**Exercise description:** Render all of the material below as a JSON array of strings, one string per line, omitting blank lines and any pictures.

#### Excerpted records ####

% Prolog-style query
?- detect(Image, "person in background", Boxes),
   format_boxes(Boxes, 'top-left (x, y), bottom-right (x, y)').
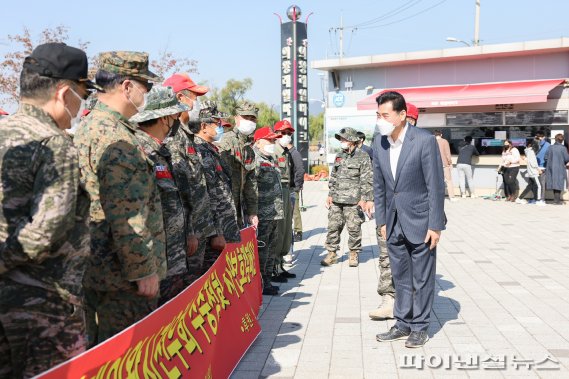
top-left (435, 130), bottom-right (456, 201)
top-left (0, 43), bottom-right (94, 379)
top-left (73, 51), bottom-right (167, 347)
top-left (129, 86), bottom-right (192, 305)
top-left (500, 140), bottom-right (520, 202)
top-left (253, 126), bottom-right (284, 296)
top-left (535, 131), bottom-right (551, 202)
top-left (456, 136), bottom-right (480, 198)
top-left (516, 140), bottom-right (545, 205)
top-left (545, 133), bottom-right (569, 205)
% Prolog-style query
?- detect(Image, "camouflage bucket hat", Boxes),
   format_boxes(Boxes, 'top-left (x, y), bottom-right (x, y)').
top-left (130, 87), bottom-right (190, 122)
top-left (99, 51), bottom-right (160, 81)
top-left (335, 128), bottom-right (360, 142)
top-left (237, 101), bottom-right (259, 117)
top-left (199, 100), bottom-right (228, 121)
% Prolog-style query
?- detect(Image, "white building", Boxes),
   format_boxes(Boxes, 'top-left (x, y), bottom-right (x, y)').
top-left (311, 38), bottom-right (569, 193)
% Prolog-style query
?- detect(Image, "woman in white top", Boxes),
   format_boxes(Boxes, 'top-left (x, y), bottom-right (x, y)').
top-left (501, 140), bottom-right (520, 202)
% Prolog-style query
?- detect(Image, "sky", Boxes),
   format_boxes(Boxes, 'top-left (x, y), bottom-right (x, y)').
top-left (0, 0), bottom-right (569, 113)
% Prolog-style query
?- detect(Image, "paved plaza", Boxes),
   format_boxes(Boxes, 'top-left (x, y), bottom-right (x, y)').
top-left (232, 182), bottom-right (569, 379)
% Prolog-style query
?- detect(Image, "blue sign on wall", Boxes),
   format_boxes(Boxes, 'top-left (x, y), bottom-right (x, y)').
top-left (333, 92), bottom-right (346, 108)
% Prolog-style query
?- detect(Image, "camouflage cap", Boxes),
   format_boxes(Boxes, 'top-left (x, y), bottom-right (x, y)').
top-left (99, 51), bottom-right (160, 81)
top-left (335, 128), bottom-right (360, 142)
top-left (199, 100), bottom-right (228, 121)
top-left (130, 87), bottom-right (190, 122)
top-left (237, 101), bottom-right (259, 117)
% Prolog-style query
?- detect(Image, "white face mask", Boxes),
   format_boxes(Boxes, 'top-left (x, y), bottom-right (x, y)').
top-left (128, 83), bottom-right (148, 113)
top-left (188, 99), bottom-right (202, 121)
top-left (263, 144), bottom-right (275, 155)
top-left (279, 134), bottom-right (292, 147)
top-left (64, 88), bottom-right (87, 131)
top-left (375, 118), bottom-right (395, 136)
top-left (237, 119), bottom-right (257, 136)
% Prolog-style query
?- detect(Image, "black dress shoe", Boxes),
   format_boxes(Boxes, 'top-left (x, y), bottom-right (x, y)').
top-left (263, 286), bottom-right (279, 296)
top-left (271, 274), bottom-right (288, 283)
top-left (279, 270), bottom-right (296, 279)
top-left (405, 331), bottom-right (429, 348)
top-left (375, 326), bottom-right (411, 342)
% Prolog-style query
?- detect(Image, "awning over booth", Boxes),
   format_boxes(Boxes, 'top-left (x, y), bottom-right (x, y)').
top-left (357, 79), bottom-right (565, 110)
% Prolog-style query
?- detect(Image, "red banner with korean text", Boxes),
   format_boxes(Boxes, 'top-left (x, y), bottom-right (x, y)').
top-left (38, 228), bottom-right (262, 379)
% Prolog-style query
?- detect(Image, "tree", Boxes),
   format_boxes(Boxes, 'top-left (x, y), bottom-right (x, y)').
top-left (0, 25), bottom-right (89, 105)
top-left (208, 78), bottom-right (253, 116)
top-left (0, 25), bottom-right (197, 109)
top-left (256, 102), bottom-right (280, 127)
top-left (308, 112), bottom-right (324, 142)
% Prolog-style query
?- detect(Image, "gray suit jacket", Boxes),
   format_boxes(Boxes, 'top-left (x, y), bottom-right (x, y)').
top-left (373, 124), bottom-right (445, 244)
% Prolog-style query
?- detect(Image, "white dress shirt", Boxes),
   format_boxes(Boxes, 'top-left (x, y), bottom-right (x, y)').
top-left (387, 124), bottom-right (409, 179)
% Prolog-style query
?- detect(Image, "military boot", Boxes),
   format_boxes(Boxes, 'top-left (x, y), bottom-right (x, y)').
top-left (349, 251), bottom-right (359, 267)
top-left (369, 295), bottom-right (395, 320)
top-left (320, 251), bottom-right (338, 266)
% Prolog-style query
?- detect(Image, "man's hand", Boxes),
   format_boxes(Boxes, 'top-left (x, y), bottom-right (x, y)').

####

**Exercise solution:**
[
  "% Prolog-style query",
  "?- detect(Image, \"person in background\", Boxes),",
  "   format_boxes(Boxes, 'top-left (x, y), bottom-right (x, y)').",
  "top-left (435, 130), bottom-right (456, 201)",
  "top-left (0, 43), bottom-right (94, 379)",
  "top-left (73, 51), bottom-right (167, 347)",
  "top-left (129, 86), bottom-right (192, 305)",
  "top-left (500, 140), bottom-right (520, 202)",
  "top-left (253, 126), bottom-right (284, 296)",
  "top-left (535, 131), bottom-right (551, 202)",
  "top-left (456, 136), bottom-right (480, 198)",
  "top-left (516, 140), bottom-right (545, 205)",
  "top-left (545, 133), bottom-right (569, 205)",
  "% Prolog-style query",
  "?- detect(Image, \"camouflage bucket hat\", Boxes),",
  "   format_boxes(Boxes, 'top-left (x, y), bottom-right (x, y)').",
  "top-left (130, 87), bottom-right (190, 122)",
  "top-left (99, 51), bottom-right (160, 81)",
  "top-left (335, 128), bottom-right (360, 142)",
  "top-left (237, 101), bottom-right (259, 117)",
  "top-left (199, 100), bottom-right (228, 121)",
  "% Prolog-style query",
  "?- detect(Image, \"white building\", Boxes),",
  "   format_boxes(Boxes, 'top-left (x, y), bottom-right (x, y)').",
  "top-left (311, 38), bottom-right (569, 193)",
  "% Prolog-style query",
  "?- detect(Image, \"woman in white top\", Boxes),",
  "   format_boxes(Boxes, 'top-left (x, y), bottom-right (x, y)').",
  "top-left (501, 140), bottom-right (520, 202)",
  "% Prolog-style query",
  "?- detect(Image, \"sky\", Boxes),",
  "   format_boxes(Boxes, 'top-left (x, y), bottom-right (x, y)').",
  "top-left (0, 0), bottom-right (569, 113)",
  "% Prolog-style query",
  "?- detect(Image, \"paved plaza\", Boxes),",
  "   format_boxes(Boxes, 'top-left (x, y), bottom-right (x, y)').",
  "top-left (232, 182), bottom-right (569, 379)",
  "% Prolog-style query",
  "?- detect(Image, \"blue sign on wall\", Boxes),",
  "   format_boxes(Boxes, 'top-left (x, y), bottom-right (x, y)').",
  "top-left (333, 92), bottom-right (346, 108)",
  "% Prolog-style query",
  "?- detect(Image, \"camouflage cap\", Boxes),",
  "   format_boxes(Boxes, 'top-left (x, y), bottom-right (x, y)').",
  "top-left (99, 51), bottom-right (160, 81)",
  "top-left (335, 128), bottom-right (360, 142)",
  "top-left (199, 100), bottom-right (228, 121)",
  "top-left (130, 87), bottom-right (190, 122)",
  "top-left (237, 101), bottom-right (259, 117)",
  "% Prolog-style query",
  "?- detect(Image, \"white face mask\", Boxes),",
  "   format_boxes(Boxes, 'top-left (x, y), bottom-right (x, y)').",
  "top-left (128, 83), bottom-right (148, 113)",
  "top-left (188, 99), bottom-right (202, 121)",
  "top-left (263, 144), bottom-right (275, 155)",
  "top-left (279, 134), bottom-right (292, 147)",
  "top-left (64, 88), bottom-right (87, 131)",
  "top-left (375, 118), bottom-right (395, 136)",
  "top-left (237, 119), bottom-right (257, 136)",
  "% Prolog-style query",
  "?- detect(Image, \"black dress shoe\", Boxes),",
  "   format_boxes(Boxes, 'top-left (x, y), bottom-right (x, y)').",
  "top-left (263, 286), bottom-right (279, 296)",
  "top-left (271, 274), bottom-right (288, 283)",
  "top-left (279, 270), bottom-right (296, 279)",
  "top-left (405, 331), bottom-right (429, 348)",
  "top-left (375, 326), bottom-right (411, 342)",
  "% Prolog-style query",
  "?- detect(Image, \"awning over booth\", Boxes),",
  "   format_boxes(Boxes, 'top-left (x, y), bottom-right (x, y)').",
  "top-left (357, 79), bottom-right (565, 110)",
  "% Prolog-style query",
  "?- detect(Image, \"red banner with korean text\", Boxes),",
  "   format_boxes(Boxes, 'top-left (x, y), bottom-right (x, y)').",
  "top-left (38, 228), bottom-right (262, 379)",
  "% Prolog-style query",
  "?- detect(Image, \"tree\", Boxes),",
  "   format_boxes(Boxes, 'top-left (x, y), bottom-right (x, y)').",
  "top-left (0, 25), bottom-right (89, 105)",
  "top-left (208, 78), bottom-right (253, 116)",
  "top-left (0, 25), bottom-right (197, 109)",
  "top-left (256, 102), bottom-right (280, 127)",
  "top-left (308, 112), bottom-right (324, 142)",
  "% Prolog-style query",
  "?- detect(Image, \"gray suit jacket\", Boxes),",
  "   format_boxes(Boxes, 'top-left (x, y), bottom-right (x, y)').",
  "top-left (373, 124), bottom-right (445, 244)",
  "% Prolog-style query",
  "?- detect(Image, \"white dress shirt\", Boxes),",
  "   format_boxes(Boxes, 'top-left (x, y), bottom-right (x, y)').",
  "top-left (387, 124), bottom-right (409, 179)",
  "% Prolog-style query",
  "?- detect(Image, \"military boot\", Boxes),",
  "   format_boxes(Boxes, 'top-left (x, y), bottom-right (x, y)').",
  "top-left (349, 251), bottom-right (359, 267)",
  "top-left (369, 295), bottom-right (395, 320)",
  "top-left (320, 251), bottom-right (338, 266)",
  "% Prolog-style query",
  "?- detect(Image, \"man's hand\", Boxes),",
  "   format_boxes(Boxes, 'top-left (x, y), bottom-right (x, y)')."
]